··· SUPPLIED PASSAGE ···

Tahlequah Daily Press

Columns

June 3, 2013

High school twirlers, skimpy outfits and roaring fire batons

TAHLEQUAH — There were four former Fort Gibson High School twirlers at a reunion-ish event I attended a couple of weekends ago. If you’re more than a few years younger than I am, the word “twirlers” may give you pause. If so, you can be forgiven your ignorance, because for the most part, twirlers don’t exist anymore. I should know; I was one of them.

“Twirlers,”  in the ‘70s, was the modern way of referring to a “majorette,” which was scuttled as a sexist term in the late ‘60s. What we twirled was a baton – and the more accomplished among us could twirl more than one at a time. In the early ‘80s, twirlers fell out of favor with high school band directors, to be replaced by what we disparagingly called “rifle handlers” and “flag girls.” We liked to tell ourselves we were supplanted because the new crop of chicks had neither the skill nor the agility to maneuver the skinny stick batons, much less catch them when they were spinning so fast you couldn’t get a bead on them and had to rely on your best guess.  Our observations of this trend convinced us anyone could learn flags or rifles in a few short months. It didn’t require years of backyard schooling by an older twirler who had condescendingly agreed to share her trade secrets. Some of us also smugly told ourselves those younger chicks wouldn’t look as good in the skimpy twirler costumes as we did. Band directors, mostly men in those days, intuited this, and thus urged the transition to disciplines that came with more modest uniforms.

···

WHAT YOU SHOULD DO: Please resume the column about high school twirlers, picking up right after its last sentence. The records are separate material, unrelated to the column about high school twirlers.

··· DATA SUPPLIED ···

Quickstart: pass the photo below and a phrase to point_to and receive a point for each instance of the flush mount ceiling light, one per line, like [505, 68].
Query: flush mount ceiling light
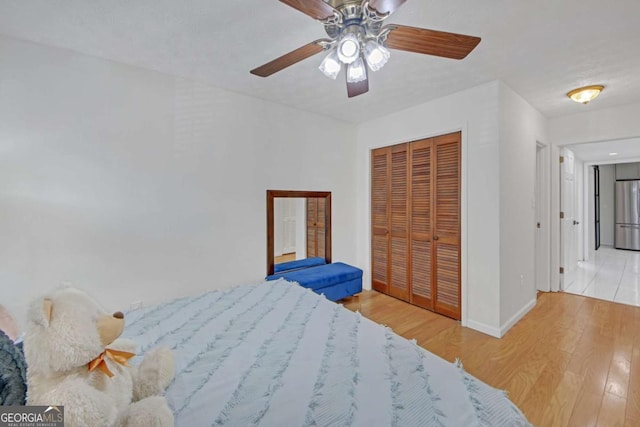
[358, 40]
[585, 94]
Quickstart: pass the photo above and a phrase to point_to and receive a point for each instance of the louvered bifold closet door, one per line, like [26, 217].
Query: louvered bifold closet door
[312, 234]
[421, 230]
[447, 224]
[399, 222]
[380, 164]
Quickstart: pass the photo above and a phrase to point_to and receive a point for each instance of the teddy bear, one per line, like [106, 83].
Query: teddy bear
[76, 359]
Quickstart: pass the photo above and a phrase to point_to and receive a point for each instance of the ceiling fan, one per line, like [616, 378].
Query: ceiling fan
[357, 38]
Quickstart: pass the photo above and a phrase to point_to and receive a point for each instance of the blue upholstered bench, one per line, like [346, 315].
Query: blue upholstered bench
[335, 281]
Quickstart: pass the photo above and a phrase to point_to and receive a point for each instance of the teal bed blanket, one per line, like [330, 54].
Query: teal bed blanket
[276, 354]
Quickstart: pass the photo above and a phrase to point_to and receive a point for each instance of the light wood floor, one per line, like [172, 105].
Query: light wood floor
[571, 361]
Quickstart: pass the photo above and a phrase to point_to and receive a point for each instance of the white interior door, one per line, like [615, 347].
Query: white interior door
[541, 227]
[289, 222]
[568, 220]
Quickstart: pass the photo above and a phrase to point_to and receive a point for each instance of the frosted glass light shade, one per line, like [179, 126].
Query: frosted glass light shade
[376, 55]
[585, 94]
[349, 48]
[330, 65]
[356, 72]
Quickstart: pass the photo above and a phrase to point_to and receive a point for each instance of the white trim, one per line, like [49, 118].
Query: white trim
[555, 218]
[485, 329]
[516, 317]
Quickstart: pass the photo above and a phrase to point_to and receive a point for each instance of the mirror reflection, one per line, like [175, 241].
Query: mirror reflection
[298, 229]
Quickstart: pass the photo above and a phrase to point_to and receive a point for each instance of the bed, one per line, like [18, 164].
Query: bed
[277, 354]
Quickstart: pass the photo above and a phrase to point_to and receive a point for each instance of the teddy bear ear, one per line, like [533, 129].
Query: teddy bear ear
[47, 309]
[41, 312]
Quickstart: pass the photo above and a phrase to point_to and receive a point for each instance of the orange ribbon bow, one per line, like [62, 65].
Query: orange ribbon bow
[117, 356]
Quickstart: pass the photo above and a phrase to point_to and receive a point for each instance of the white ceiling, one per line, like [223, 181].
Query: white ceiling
[541, 49]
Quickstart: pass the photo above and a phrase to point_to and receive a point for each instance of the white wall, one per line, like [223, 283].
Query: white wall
[141, 186]
[520, 127]
[598, 125]
[475, 112]
[607, 205]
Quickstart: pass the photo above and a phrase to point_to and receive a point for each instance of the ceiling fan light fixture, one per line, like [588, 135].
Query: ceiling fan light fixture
[349, 48]
[356, 71]
[585, 94]
[330, 65]
[376, 54]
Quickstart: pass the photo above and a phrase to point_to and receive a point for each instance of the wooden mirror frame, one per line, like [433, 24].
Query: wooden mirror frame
[272, 194]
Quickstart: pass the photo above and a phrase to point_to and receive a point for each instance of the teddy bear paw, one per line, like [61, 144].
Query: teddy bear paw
[154, 374]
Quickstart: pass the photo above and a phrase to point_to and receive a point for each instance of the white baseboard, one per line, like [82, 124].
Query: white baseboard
[499, 333]
[516, 317]
[485, 329]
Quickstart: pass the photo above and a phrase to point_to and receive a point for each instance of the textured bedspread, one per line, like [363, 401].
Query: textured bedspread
[275, 354]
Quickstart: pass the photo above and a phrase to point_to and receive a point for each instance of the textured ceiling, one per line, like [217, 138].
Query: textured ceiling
[541, 49]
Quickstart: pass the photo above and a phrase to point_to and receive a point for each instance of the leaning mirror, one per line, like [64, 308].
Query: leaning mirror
[298, 227]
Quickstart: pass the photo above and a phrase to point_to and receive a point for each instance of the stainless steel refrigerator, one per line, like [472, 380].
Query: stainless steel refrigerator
[627, 234]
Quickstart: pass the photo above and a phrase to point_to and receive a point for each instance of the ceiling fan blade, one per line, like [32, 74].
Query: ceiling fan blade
[385, 6]
[317, 9]
[430, 42]
[355, 89]
[290, 58]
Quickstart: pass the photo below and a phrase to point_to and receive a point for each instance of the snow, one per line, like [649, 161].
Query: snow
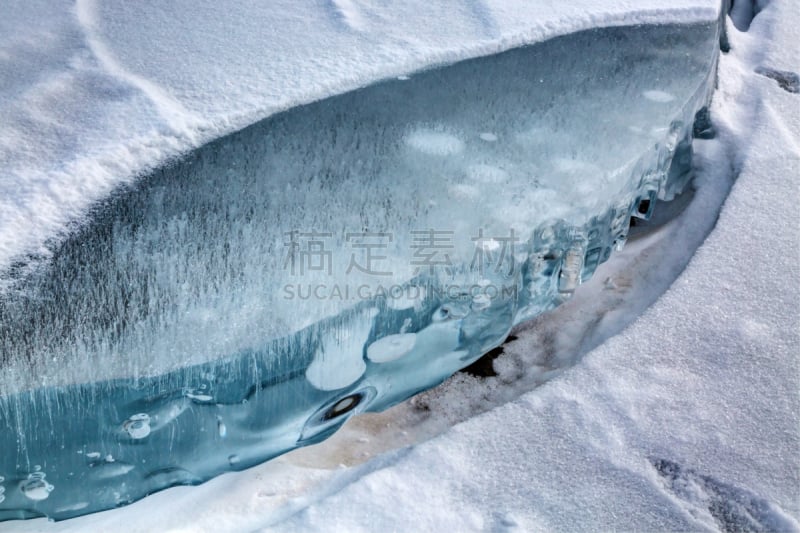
[96, 93]
[686, 420]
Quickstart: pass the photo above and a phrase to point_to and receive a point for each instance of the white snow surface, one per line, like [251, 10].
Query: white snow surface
[92, 94]
[707, 378]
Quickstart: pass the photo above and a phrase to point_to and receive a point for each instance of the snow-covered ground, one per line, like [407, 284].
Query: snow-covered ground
[95, 93]
[688, 419]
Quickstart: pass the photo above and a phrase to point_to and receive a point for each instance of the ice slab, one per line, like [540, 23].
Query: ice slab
[94, 93]
[192, 328]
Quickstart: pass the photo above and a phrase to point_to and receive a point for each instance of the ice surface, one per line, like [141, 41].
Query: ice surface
[93, 93]
[178, 286]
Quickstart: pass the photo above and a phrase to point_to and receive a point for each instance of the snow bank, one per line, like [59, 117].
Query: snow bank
[685, 421]
[96, 93]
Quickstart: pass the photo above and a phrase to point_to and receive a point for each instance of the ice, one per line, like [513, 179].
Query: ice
[229, 289]
[96, 93]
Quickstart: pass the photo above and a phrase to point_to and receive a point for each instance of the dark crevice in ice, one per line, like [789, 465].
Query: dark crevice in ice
[159, 346]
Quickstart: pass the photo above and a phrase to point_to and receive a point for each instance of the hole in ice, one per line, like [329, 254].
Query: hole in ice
[658, 96]
[391, 347]
[343, 406]
[137, 426]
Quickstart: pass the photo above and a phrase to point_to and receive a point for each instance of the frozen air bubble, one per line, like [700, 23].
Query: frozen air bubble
[391, 347]
[658, 96]
[137, 426]
[411, 296]
[435, 142]
[36, 488]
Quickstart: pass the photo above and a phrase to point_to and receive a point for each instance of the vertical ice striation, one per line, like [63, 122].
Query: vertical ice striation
[337, 257]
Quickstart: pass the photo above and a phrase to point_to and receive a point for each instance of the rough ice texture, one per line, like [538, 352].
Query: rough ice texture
[686, 421]
[95, 93]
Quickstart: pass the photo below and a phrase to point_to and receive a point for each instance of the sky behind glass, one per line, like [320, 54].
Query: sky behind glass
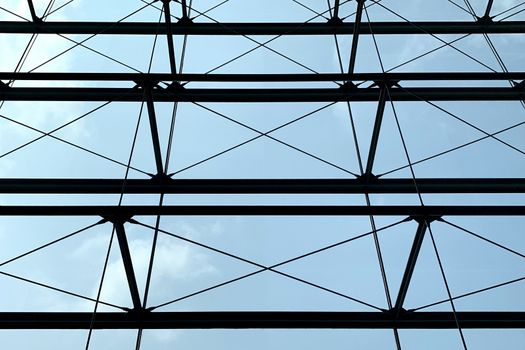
[181, 268]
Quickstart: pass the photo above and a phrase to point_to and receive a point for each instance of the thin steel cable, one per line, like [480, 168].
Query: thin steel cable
[470, 293]
[366, 6]
[443, 275]
[368, 202]
[427, 53]
[34, 250]
[139, 118]
[80, 43]
[251, 140]
[49, 134]
[59, 8]
[265, 268]
[492, 48]
[482, 238]
[251, 262]
[512, 15]
[452, 149]
[106, 261]
[437, 37]
[88, 38]
[509, 9]
[275, 139]
[258, 43]
[27, 49]
[138, 342]
[459, 6]
[314, 11]
[63, 291]
[464, 121]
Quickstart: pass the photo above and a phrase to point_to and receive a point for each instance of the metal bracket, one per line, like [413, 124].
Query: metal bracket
[348, 85]
[175, 86]
[146, 83]
[425, 218]
[335, 21]
[185, 20]
[485, 20]
[161, 177]
[520, 85]
[366, 178]
[117, 218]
[385, 83]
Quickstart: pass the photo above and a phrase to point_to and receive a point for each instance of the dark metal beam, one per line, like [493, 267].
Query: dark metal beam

···

IN RESPONSE:
Besides myself, the former twirlers at this get-together were (and I’m using their maiden names) Glinda Johnson, Lisa Smith and Becky Mears. Becky and I had been twirlers from the time I was in ninth grade, she in 10th; Lisa moved from Perkins and joined the squad her junior year, after Becky graduated. Glinda was a jack-of-all-trades type: Some years she was twirler, another time a cheerleader, and one year, she was the “mascot” for the football team, which required her to wear a full-length, faux tiger fur jumpsuit. Though it may have been hot and stuffy, Glinda’s jumpsuit did not raise the ire of the school board, which was composed of stern-faced men who were either members of the First Baptist Church or Church of Christ. Practically everyone in Fort Gibson in those days was a member of FBC or CofC, though there were a few Methodists (rumored to be liberal) and Pentecostals. The representatives of CofC and FBC frowned upon the scanty uniforms of the twirlers and cheerleaders. The CofC frowned a little deeper, though; I can only think of one or two backsliders from that congregation who dared to join either squad. One year, the school board president – a CofC’er – made a concerted effort to get the twirlers’ hemlines lowered. The push-back came not from the twirlers, but from their moms – including my Baptist mother, who wasn’t about to have some CofC man tell her what her daughter was going to wear. She had an ally that year in Becky’s mom, who was one of those rare Methodists.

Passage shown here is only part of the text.